=== INPUT ===

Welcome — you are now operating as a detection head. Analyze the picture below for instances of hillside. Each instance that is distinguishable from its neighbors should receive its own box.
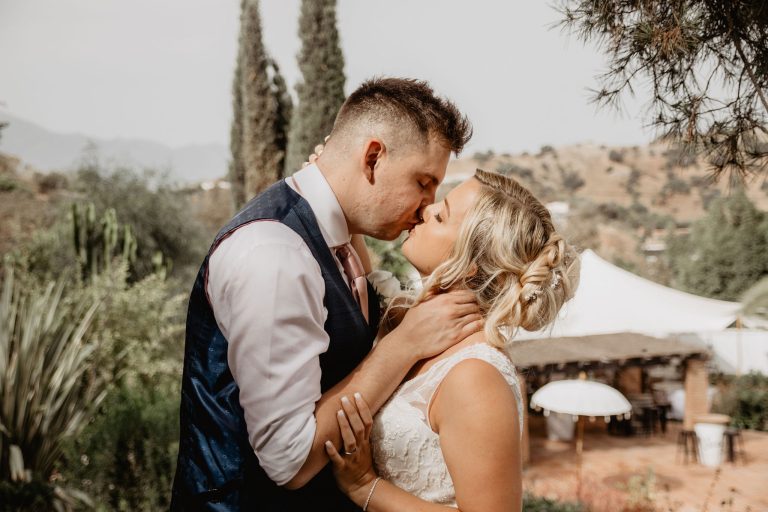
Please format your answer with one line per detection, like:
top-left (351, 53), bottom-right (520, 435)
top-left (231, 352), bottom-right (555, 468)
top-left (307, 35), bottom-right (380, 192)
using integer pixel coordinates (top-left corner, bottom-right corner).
top-left (0, 112), bottom-right (229, 184)
top-left (445, 143), bottom-right (768, 284)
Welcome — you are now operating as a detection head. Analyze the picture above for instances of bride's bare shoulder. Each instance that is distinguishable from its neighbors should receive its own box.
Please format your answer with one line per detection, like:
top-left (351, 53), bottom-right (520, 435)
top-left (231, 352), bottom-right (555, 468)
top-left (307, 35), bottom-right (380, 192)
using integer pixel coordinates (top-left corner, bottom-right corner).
top-left (430, 358), bottom-right (518, 433)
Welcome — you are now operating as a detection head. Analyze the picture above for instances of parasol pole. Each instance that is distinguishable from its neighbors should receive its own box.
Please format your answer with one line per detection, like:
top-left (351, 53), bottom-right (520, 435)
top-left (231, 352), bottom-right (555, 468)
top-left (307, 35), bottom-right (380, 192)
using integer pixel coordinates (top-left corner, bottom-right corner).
top-left (576, 416), bottom-right (584, 502)
top-left (576, 371), bottom-right (587, 501)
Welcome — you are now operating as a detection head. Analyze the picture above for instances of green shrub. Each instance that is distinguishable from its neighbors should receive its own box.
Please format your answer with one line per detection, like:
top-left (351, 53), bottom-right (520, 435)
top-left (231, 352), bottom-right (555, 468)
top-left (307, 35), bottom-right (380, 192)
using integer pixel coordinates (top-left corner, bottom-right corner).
top-left (0, 174), bottom-right (19, 192)
top-left (0, 480), bottom-right (54, 512)
top-left (72, 158), bottom-right (208, 281)
top-left (713, 372), bottom-right (768, 431)
top-left (62, 379), bottom-right (180, 511)
top-left (522, 493), bottom-right (587, 512)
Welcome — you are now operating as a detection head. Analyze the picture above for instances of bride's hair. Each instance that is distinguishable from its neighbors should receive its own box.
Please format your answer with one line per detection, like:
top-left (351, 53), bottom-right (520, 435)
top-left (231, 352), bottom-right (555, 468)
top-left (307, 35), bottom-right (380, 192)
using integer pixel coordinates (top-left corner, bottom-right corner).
top-left (390, 169), bottom-right (580, 349)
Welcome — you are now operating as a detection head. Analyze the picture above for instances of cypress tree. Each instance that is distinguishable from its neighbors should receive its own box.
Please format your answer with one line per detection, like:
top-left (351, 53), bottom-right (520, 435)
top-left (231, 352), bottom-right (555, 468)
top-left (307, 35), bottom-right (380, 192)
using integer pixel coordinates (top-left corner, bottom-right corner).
top-left (230, 0), bottom-right (292, 206)
top-left (268, 59), bottom-right (293, 181)
top-left (229, 18), bottom-right (245, 210)
top-left (285, 0), bottom-right (345, 173)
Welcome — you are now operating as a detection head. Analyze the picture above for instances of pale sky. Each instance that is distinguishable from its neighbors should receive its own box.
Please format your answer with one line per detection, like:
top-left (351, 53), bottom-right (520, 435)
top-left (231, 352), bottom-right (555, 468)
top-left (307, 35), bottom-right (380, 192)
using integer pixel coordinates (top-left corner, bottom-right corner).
top-left (0, 0), bottom-right (653, 152)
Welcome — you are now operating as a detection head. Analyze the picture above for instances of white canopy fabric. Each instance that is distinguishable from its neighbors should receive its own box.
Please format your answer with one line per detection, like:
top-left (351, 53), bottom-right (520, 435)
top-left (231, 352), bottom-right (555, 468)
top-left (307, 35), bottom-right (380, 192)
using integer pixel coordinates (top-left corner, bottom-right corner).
top-left (517, 249), bottom-right (741, 339)
top-left (531, 379), bottom-right (632, 417)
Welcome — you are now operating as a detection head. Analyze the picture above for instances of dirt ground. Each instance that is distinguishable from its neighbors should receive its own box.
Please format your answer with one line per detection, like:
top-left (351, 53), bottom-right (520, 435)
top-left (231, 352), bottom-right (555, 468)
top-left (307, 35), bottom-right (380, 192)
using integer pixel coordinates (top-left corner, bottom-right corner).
top-left (523, 417), bottom-right (768, 512)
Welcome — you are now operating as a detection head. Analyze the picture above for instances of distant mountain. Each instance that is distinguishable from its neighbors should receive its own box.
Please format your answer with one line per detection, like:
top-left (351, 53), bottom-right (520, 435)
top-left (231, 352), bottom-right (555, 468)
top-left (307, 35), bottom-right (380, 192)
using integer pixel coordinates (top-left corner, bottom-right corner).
top-left (0, 112), bottom-right (229, 183)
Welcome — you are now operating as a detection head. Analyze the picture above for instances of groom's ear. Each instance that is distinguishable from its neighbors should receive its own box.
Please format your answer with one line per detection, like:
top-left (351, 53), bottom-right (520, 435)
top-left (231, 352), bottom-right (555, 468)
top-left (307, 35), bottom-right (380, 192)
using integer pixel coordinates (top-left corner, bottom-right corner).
top-left (363, 139), bottom-right (385, 185)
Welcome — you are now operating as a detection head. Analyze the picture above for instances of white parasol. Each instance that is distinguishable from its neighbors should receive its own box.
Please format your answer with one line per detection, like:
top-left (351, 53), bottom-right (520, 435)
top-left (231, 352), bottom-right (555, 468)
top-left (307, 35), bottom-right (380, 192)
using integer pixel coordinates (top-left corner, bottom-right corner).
top-left (531, 379), bottom-right (632, 422)
top-left (531, 372), bottom-right (632, 499)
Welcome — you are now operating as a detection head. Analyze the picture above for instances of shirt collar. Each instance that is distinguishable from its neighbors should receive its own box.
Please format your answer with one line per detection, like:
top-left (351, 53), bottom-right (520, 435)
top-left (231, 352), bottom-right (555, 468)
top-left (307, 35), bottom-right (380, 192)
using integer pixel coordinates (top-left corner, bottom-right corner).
top-left (285, 164), bottom-right (351, 247)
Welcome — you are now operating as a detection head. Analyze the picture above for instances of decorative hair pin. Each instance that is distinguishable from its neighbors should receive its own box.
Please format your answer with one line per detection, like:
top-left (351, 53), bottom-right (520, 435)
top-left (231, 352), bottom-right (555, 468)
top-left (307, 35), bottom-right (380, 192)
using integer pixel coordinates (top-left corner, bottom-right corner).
top-left (523, 269), bottom-right (561, 303)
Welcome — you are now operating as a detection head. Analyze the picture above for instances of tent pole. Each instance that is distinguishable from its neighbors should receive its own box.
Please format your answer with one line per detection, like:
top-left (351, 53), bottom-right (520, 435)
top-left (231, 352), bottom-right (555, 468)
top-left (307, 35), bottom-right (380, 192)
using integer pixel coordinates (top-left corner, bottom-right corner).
top-left (576, 416), bottom-right (584, 502)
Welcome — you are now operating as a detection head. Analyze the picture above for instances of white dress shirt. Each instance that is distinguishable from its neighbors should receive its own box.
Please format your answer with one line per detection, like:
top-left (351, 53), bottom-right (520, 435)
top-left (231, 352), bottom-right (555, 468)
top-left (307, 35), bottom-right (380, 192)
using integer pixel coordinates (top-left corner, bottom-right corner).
top-left (206, 165), bottom-right (350, 485)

===

WHAT YOU NEED TO DO: Change "detection head" to "object detector" everywhere it occurs in the listing, and keep everything else the same. Don't include the pictures in your answer.

SOLUTION TO THE PROBLEM:
Welcome — you are now operating as a object detector. Analyze the picture below for instances of hillside. Each instance that is distinguishable from its neighbors should receive its own box.
Please format your answer with one line per detection, like:
top-left (351, 53), bottom-right (520, 435)
top-left (231, 352), bottom-right (555, 468)
top-left (307, 35), bottom-right (380, 192)
using integer pixel coordinates (top-left corner, bottom-right corner).
top-left (0, 112), bottom-right (229, 184)
top-left (445, 143), bottom-right (768, 284)
Welcome — you are now operating as a object detector. Analyze the picture above for instances of bride's bare shoulder. Each instance that is distinguishable from its neighbors should receive its own box.
Please format your answer with one line per detection, like:
top-left (351, 53), bottom-right (520, 435)
top-left (231, 352), bottom-right (555, 468)
top-left (307, 35), bottom-right (380, 192)
using integer pixel coordinates (top-left corner, bottom-right corner).
top-left (430, 358), bottom-right (518, 433)
Welcome — you are now operating as a object detector. Analyze the picture above for instances of parasol pole. Each instance that is distinguishable from its neighbors should receive its own box.
Please format your answer with one line per detection, like:
top-left (351, 53), bottom-right (520, 435)
top-left (231, 352), bottom-right (555, 468)
top-left (307, 35), bottom-right (380, 192)
using integer pixel coordinates (top-left corner, bottom-right corner).
top-left (576, 416), bottom-right (584, 502)
top-left (576, 371), bottom-right (587, 501)
Welcome — you are now operating as a object detector. Analyze the picture above for instances of green shrub. Each instance that is distinguishable from its neighbors should receive its own box.
Please format your answer with one line per detection, like:
top-left (351, 53), bottom-right (520, 435)
top-left (231, 352), bottom-right (555, 468)
top-left (307, 35), bottom-right (380, 192)
using integer pixel coordinates (top-left corner, bottom-right corner).
top-left (0, 174), bottom-right (19, 192)
top-left (0, 480), bottom-right (54, 512)
top-left (72, 158), bottom-right (208, 281)
top-left (713, 372), bottom-right (768, 431)
top-left (62, 379), bottom-right (180, 511)
top-left (522, 493), bottom-right (587, 512)
Welcome — you are now operating as a object detector. Analyze the picture above for instances of bride's hair. Each instance that is distinguishable from its neighbors should receive its own box.
Please format your answer with one line per detection, like:
top-left (351, 53), bottom-right (520, 435)
top-left (231, 352), bottom-right (555, 468)
top-left (307, 35), bottom-right (380, 192)
using integer pixel coordinates (top-left corner, bottom-right corner).
top-left (390, 169), bottom-right (580, 349)
Welcome — you are now operating as a object detector. Analyze the picture above for instances of cypress tree. Each instance that is distinguishable from its neighbors should receive its own box.
Please format your answer with one line per detection, like:
top-left (351, 53), bottom-right (520, 435)
top-left (231, 352), bottom-right (555, 468)
top-left (307, 35), bottom-right (380, 192)
using integer pixel coordinates (top-left corner, bottom-right corner).
top-left (230, 0), bottom-right (292, 206)
top-left (268, 59), bottom-right (293, 181)
top-left (229, 18), bottom-right (245, 210)
top-left (285, 0), bottom-right (345, 173)
Welcome — you are now operating as a object detector. Analyze the picture above for instances of pale sky. Each instance that is distinguishable from its neighbors should receive its own box.
Please format your answer with one line per detection, like:
top-left (351, 53), bottom-right (520, 435)
top-left (231, 352), bottom-right (555, 468)
top-left (307, 35), bottom-right (380, 192)
using integer pixel coordinates (top-left corner, bottom-right corner).
top-left (0, 0), bottom-right (653, 152)
Welcome — you are now operating as a object detector. Analyze the picture above for instances of white canopy fabric. Each instance that is distinguishable from its neighbors should receive its own box.
Please format your answer with one line per detection, like:
top-left (351, 53), bottom-right (520, 435)
top-left (231, 352), bottom-right (555, 468)
top-left (307, 35), bottom-right (380, 192)
using integer pixel coordinates (top-left corner, bottom-right corner).
top-left (517, 249), bottom-right (741, 339)
top-left (531, 379), bottom-right (632, 417)
Welcome — you are now operating as a object detector. Analyze the picture above for instances of dirt ground. Each instance that is distinguishable from its neighbors should receive its own box.
Please format your answer with one line per detection, like:
top-left (351, 53), bottom-right (520, 435)
top-left (231, 352), bottom-right (555, 468)
top-left (307, 35), bottom-right (380, 192)
using integer pixel coordinates (top-left corner, bottom-right corner).
top-left (523, 417), bottom-right (768, 512)
Welcome — you are now operating as a object detector. Analyze the picture above for instances of distant mountain. Each instance that is distinguishable from its neighbors should receive its own box.
Please format your answer with one line per detection, like:
top-left (351, 53), bottom-right (520, 435)
top-left (231, 352), bottom-right (555, 468)
top-left (307, 35), bottom-right (380, 192)
using integer pixel coordinates (top-left corner, bottom-right corner).
top-left (0, 112), bottom-right (229, 183)
Welcome — you are now operating as a object detector. Analyze the picture above for instances of groom's ear. Each instance that is distinguishable from its neighbors should receive its own box.
Please format your answer with one line per detection, like:
top-left (351, 53), bottom-right (520, 435)
top-left (231, 352), bottom-right (555, 468)
top-left (307, 35), bottom-right (380, 192)
using integer pixel coordinates (top-left corner, bottom-right corner).
top-left (363, 139), bottom-right (385, 185)
Welcome — you are now operating as a object detector. Analyze the picture above for instances of white parasol. Each instance that is distinguishable from its neighbors should receive its own box.
Please format your answer with one line per detection, like:
top-left (351, 53), bottom-right (520, 435)
top-left (231, 352), bottom-right (555, 468)
top-left (307, 35), bottom-right (380, 192)
using integer pixel coordinates (top-left corner, bottom-right corner).
top-left (531, 379), bottom-right (632, 422)
top-left (531, 372), bottom-right (632, 499)
Welcome — you are now operating as a object detector. Analyze the picture above for instances of shirt collar. Each instance that is distinguishable from its neighbors should receive its own box.
Please format your answer with one line per detection, like:
top-left (351, 53), bottom-right (520, 435)
top-left (231, 352), bottom-right (555, 468)
top-left (307, 35), bottom-right (380, 192)
using integer pixel coordinates (top-left corner, bottom-right corner).
top-left (285, 164), bottom-right (351, 247)
Welcome — you are now operating as a object detector. Analyze the picture above for instances of decorative hair pin. Each instance that is distinguishable from its neighbors should receive its own box.
Please format your answer with one line per detection, like:
top-left (351, 53), bottom-right (520, 435)
top-left (231, 352), bottom-right (555, 468)
top-left (307, 35), bottom-right (380, 192)
using integer pixel coordinates (top-left corner, bottom-right corner).
top-left (523, 269), bottom-right (561, 303)
Welcome — you are now operating as a object detector. Analyze the picture above for instances of tent pole. Each instance that is distinguishable from its neighbors should receive its own box.
Please format your answer with one line per detection, like:
top-left (351, 53), bottom-right (520, 435)
top-left (231, 352), bottom-right (555, 468)
top-left (307, 35), bottom-right (380, 192)
using integer pixel coordinates (top-left corner, bottom-right corner).
top-left (576, 416), bottom-right (584, 502)
Welcome — you are now operating as a object detector. Analyze the picture above for instances of white dress shirt. Each instance that is distinguishable from its neighbors should receive its own box.
Please format your answer with one line per detection, like:
top-left (351, 53), bottom-right (520, 435)
top-left (231, 352), bottom-right (555, 468)
top-left (307, 35), bottom-right (380, 192)
using integer pixel coordinates (top-left corner, bottom-right corner).
top-left (206, 165), bottom-right (350, 485)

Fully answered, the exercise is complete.